(Stored items from a collection)
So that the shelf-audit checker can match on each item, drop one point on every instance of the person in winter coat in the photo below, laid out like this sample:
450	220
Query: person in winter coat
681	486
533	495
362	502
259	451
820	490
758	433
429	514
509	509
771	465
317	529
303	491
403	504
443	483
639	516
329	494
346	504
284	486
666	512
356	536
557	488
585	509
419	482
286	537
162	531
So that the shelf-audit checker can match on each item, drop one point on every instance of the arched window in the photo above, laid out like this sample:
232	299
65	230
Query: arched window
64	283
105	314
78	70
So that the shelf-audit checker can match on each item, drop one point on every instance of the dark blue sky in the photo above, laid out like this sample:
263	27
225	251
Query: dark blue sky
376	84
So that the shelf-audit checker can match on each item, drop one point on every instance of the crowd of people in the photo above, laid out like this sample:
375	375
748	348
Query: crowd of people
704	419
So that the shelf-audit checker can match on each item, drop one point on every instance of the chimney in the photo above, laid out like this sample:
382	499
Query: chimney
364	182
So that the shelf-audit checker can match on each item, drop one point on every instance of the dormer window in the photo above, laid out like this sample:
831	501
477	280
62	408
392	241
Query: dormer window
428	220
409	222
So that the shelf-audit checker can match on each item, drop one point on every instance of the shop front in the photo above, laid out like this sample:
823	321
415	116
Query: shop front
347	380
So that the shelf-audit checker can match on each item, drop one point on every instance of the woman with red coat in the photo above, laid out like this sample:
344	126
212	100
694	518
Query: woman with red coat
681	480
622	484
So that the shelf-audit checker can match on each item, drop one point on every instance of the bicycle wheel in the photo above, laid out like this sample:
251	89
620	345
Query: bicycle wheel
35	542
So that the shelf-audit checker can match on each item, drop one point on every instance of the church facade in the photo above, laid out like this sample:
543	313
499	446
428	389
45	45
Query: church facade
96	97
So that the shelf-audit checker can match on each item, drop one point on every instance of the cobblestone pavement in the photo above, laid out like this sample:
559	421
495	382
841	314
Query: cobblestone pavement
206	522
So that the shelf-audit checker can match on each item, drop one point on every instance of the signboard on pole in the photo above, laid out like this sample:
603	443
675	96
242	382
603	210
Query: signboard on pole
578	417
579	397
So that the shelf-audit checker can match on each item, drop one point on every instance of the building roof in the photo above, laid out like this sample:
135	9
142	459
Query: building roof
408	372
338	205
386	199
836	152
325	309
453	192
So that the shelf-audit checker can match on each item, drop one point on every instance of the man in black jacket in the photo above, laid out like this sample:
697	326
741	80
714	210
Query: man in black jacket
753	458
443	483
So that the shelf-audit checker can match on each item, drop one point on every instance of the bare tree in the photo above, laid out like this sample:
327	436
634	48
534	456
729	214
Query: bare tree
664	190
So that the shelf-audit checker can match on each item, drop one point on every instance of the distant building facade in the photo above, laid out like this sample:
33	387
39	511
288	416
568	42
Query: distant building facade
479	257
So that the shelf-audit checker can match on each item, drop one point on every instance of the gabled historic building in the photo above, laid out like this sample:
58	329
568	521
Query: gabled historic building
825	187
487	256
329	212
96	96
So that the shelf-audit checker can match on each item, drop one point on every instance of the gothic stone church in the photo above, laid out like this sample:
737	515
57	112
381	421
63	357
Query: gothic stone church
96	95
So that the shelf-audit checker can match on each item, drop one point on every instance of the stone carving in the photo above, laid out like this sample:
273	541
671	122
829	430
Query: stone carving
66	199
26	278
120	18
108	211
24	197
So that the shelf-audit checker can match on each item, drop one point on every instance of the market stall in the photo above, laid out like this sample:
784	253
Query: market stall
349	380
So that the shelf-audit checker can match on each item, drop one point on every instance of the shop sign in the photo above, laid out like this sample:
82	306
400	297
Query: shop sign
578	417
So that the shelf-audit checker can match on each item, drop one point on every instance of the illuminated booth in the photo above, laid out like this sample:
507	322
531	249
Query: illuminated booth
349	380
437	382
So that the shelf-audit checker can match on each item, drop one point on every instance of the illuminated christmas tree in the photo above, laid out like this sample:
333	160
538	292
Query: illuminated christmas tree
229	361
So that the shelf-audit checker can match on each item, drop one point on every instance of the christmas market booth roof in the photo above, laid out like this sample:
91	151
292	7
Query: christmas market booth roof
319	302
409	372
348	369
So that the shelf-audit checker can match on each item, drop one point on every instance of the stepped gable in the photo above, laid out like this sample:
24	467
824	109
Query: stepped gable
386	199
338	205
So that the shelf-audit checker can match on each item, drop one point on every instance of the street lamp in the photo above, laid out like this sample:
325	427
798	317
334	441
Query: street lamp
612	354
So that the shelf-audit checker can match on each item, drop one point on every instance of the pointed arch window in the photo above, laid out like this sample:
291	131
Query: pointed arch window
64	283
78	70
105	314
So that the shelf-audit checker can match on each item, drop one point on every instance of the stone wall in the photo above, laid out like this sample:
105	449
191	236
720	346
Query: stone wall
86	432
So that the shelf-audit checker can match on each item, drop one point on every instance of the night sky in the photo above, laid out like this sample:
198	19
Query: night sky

* **Task brief**
Which lines hold the string "night"? Copy all of them from the data above.

* **Answer box**
So that the shelf-audit checker can match on each item, drop one point on every instance of the night sky in the photo above, laid out like this sample:
Query: night sky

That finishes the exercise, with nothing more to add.